(Required work): Produce a perfect copy of the listing, matching each line.

(Input data):
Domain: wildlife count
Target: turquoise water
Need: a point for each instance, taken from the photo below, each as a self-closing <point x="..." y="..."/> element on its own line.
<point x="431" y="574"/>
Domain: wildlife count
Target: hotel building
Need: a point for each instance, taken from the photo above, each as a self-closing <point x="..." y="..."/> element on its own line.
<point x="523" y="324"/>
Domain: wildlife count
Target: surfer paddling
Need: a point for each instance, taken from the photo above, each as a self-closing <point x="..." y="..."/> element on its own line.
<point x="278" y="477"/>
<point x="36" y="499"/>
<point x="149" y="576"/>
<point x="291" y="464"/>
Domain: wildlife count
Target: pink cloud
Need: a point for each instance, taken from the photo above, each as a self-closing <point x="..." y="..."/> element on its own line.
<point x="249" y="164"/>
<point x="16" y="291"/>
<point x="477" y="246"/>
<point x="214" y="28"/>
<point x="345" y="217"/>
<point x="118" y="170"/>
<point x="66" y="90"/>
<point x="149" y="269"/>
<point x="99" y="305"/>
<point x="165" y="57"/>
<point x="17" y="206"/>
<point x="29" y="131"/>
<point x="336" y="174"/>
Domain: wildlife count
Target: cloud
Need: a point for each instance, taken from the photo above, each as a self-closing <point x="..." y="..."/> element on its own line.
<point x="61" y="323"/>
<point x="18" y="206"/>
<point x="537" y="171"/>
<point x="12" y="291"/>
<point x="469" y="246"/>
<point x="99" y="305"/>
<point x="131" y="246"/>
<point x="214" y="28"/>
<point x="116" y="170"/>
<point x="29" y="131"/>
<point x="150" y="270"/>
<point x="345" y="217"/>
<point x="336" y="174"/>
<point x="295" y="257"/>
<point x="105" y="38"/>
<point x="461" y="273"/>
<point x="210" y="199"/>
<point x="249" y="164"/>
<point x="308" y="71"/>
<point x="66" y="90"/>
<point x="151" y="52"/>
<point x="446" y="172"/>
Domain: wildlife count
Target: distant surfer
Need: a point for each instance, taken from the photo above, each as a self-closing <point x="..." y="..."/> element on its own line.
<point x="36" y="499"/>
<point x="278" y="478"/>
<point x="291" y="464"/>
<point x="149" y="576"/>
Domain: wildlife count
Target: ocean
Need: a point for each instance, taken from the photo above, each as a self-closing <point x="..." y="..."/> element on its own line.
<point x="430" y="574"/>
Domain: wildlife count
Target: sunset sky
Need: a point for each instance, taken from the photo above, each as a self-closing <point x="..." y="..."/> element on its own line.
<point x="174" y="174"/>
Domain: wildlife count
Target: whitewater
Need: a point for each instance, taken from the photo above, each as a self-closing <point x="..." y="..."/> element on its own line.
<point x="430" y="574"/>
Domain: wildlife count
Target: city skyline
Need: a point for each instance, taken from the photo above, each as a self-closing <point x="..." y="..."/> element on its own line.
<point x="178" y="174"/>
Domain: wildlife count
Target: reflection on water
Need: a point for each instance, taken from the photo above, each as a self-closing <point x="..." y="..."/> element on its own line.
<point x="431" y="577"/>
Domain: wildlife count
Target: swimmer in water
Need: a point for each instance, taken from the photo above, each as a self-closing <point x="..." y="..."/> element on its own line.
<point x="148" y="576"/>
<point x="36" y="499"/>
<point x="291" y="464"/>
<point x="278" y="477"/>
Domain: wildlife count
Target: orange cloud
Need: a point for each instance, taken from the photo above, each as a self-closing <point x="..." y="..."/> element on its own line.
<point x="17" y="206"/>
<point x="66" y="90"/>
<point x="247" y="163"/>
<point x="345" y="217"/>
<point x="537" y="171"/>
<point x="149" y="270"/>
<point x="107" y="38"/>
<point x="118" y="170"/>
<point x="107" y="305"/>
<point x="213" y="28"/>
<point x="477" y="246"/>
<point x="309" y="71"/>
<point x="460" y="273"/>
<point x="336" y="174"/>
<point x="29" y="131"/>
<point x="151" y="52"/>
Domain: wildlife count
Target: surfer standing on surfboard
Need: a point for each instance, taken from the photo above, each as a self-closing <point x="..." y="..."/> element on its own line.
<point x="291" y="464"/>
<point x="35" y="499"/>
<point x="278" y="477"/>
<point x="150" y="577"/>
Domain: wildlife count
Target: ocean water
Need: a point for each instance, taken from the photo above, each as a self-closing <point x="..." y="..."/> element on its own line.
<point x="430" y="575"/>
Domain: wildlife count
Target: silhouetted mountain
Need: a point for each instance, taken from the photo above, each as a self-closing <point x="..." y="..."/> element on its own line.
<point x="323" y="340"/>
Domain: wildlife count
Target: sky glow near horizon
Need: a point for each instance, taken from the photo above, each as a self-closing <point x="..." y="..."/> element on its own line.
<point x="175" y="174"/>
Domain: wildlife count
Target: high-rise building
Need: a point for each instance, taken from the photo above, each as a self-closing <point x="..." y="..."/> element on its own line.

(Response for this exercise):
Domain: wildlife count
Target: turquoise water
Need: a point for each instance, taken from the photo below, each as a self-closing <point x="..." y="..."/> element on its own line.
<point x="431" y="574"/>
Domain: wildlife count
Target: hotel building
Need: a point for each instance, taken from the photo above, each as a self-closing <point x="..." y="..."/> element on its own line.
<point x="523" y="324"/>
Domain: wildlife count
Target: surfer paddling
Need: a point for each instance, taken from the photo above, each as a self-closing <point x="..." y="..."/> element on its own line.
<point x="278" y="477"/>
<point x="36" y="499"/>
<point x="149" y="576"/>
<point x="291" y="464"/>
Domain: wildlife count
Target: pink cloud
Need: a point for each instance, taken from the photo above, each as a self-closing <point x="..." y="..."/> element on its own line.
<point x="249" y="164"/>
<point x="16" y="291"/>
<point x="477" y="246"/>
<point x="214" y="28"/>
<point x="345" y="217"/>
<point x="118" y="170"/>
<point x="66" y="90"/>
<point x="149" y="269"/>
<point x="99" y="305"/>
<point x="165" y="57"/>
<point x="17" y="206"/>
<point x="29" y="131"/>
<point x="336" y="174"/>
Domain: wildlife count
Target: cloud
Need: a point for each instance, taken from the photo above, each as a self-closing <point x="..." y="..."/> element on its own line.
<point x="61" y="323"/>
<point x="18" y="206"/>
<point x="537" y="171"/>
<point x="12" y="291"/>
<point x="469" y="246"/>
<point x="99" y="305"/>
<point x="131" y="246"/>
<point x="214" y="28"/>
<point x="116" y="170"/>
<point x="29" y="131"/>
<point x="150" y="270"/>
<point x="345" y="217"/>
<point x="336" y="174"/>
<point x="295" y="257"/>
<point x="105" y="38"/>
<point x="461" y="273"/>
<point x="210" y="199"/>
<point x="249" y="164"/>
<point x="308" y="71"/>
<point x="66" y="90"/>
<point x="151" y="52"/>
<point x="446" y="172"/>
Domain: wildlife count
Target: distant surfer
Need: a point for each instance, taken from the photo above, each as a self-closing <point x="..." y="..."/> element on its own line.
<point x="36" y="499"/>
<point x="278" y="478"/>
<point x="291" y="464"/>
<point x="149" y="576"/>
Domain: wildlife count
Target: ocean
Need: a point for each instance, taken from the photo above, each as a self-closing <point x="..." y="..."/> element on its own line.
<point x="430" y="574"/>
Domain: wildlife count
Target: sunset sky
Need: a point for each instance, taken from the photo above, each as a self-closing <point x="..." y="..."/> element on its own line.
<point x="174" y="174"/>
Domain: wildlife count
Target: whitewater
Need: a point for each instance, taken from the photo above, each as a self-closing <point x="..." y="..."/> element on its own line.
<point x="430" y="574"/>
Domain: wildlife count
Target: city skyline
Need: a point for each instance, taken from the photo above, each as a self-closing <point x="..." y="..."/> element on its own line.
<point x="178" y="174"/>
Domain: wildlife count
Target: reflection on water
Need: a point for each instance, taken from the photo above, each as a self-closing <point x="..." y="..."/> element on its own line.
<point x="431" y="577"/>
Domain: wildlife count
Target: swimmer in water
Need: a point for each instance, taken from the photo above, each as a self-closing <point x="..." y="..."/> element on its own line.
<point x="148" y="576"/>
<point x="36" y="499"/>
<point x="291" y="464"/>
<point x="278" y="477"/>
Domain: wildlife count
Target: orange cloud
Need: a point for each instance, taken from the photo above, each as a self-closing <point x="..." y="..."/> element on its own line.
<point x="17" y="206"/>
<point x="66" y="90"/>
<point x="247" y="163"/>
<point x="345" y="217"/>
<point x="537" y="171"/>
<point x="149" y="270"/>
<point x="107" y="38"/>
<point x="118" y="170"/>
<point x="107" y="305"/>
<point x="213" y="28"/>
<point x="477" y="246"/>
<point x="309" y="71"/>
<point x="460" y="273"/>
<point x="336" y="174"/>
<point x="29" y="131"/>
<point x="151" y="52"/>
Domain: wildlife count
Target: surfer standing on surfboard
Need: a point for each instance, taken from the photo above, each as a self-closing <point x="..." y="..."/> element on its own line.
<point x="291" y="464"/>
<point x="35" y="499"/>
<point x="278" y="477"/>
<point x="150" y="577"/>
Domain: wildlife count
Target: ocean water
Need: a point for each instance, taken from the photo above, each as a self-closing <point x="..." y="..."/> element on its own line.
<point x="430" y="575"/>
Domain: wildlife count
Target: silhouetted mountain
Need: a point for each instance, taken from the photo above, each as a self-closing <point x="..." y="..."/> element on its own line.
<point x="323" y="340"/>
Domain: wildlife count
Target: sky glow near horizon
Need: a point for each instance, taken from the photo above, each as a self-closing <point x="..." y="..."/> element on its own line.
<point x="175" y="174"/>
Domain: wildlife count
Target: high-rise building
Need: a point for each instance, taken from the photo above, each as a self-closing <point x="..." y="..."/> element on its own line.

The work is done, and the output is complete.